Detection annotation records:
= = =

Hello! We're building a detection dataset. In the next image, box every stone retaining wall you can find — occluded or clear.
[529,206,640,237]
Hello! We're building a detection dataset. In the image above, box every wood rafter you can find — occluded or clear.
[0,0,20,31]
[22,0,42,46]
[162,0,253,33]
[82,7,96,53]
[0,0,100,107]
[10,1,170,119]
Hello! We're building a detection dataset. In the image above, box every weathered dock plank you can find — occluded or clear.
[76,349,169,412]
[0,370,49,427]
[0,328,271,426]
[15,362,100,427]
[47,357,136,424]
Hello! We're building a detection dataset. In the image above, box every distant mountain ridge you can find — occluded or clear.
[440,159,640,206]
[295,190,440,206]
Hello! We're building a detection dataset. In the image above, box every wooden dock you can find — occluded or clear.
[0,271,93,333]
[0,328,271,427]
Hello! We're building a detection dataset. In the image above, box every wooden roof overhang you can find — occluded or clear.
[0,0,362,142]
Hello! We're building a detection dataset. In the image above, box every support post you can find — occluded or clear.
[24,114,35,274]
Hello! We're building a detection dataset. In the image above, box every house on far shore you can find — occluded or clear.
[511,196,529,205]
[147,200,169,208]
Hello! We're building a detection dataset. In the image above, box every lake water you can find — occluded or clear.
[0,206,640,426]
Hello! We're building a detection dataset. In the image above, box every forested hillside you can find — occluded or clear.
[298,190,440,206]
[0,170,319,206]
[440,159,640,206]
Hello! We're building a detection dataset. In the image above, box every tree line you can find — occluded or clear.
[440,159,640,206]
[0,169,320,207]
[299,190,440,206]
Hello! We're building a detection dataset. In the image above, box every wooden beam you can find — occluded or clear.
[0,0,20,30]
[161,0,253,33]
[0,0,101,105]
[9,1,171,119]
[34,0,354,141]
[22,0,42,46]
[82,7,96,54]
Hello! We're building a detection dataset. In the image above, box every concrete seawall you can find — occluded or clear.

= = =

-- Prompt --
Write out every line from the line with "overhang you can find — occluded or clear." to the line with "[0,0,362,142]", but multiply each bounding-box coordinate by 0.7. Round each result to a whole number, with halves rounded up.

-- Output for this task --
Hello! We're building a detection dataset. In the image above, box every wooden roof overhang you can find — occluded or clear.
[0,0,253,99]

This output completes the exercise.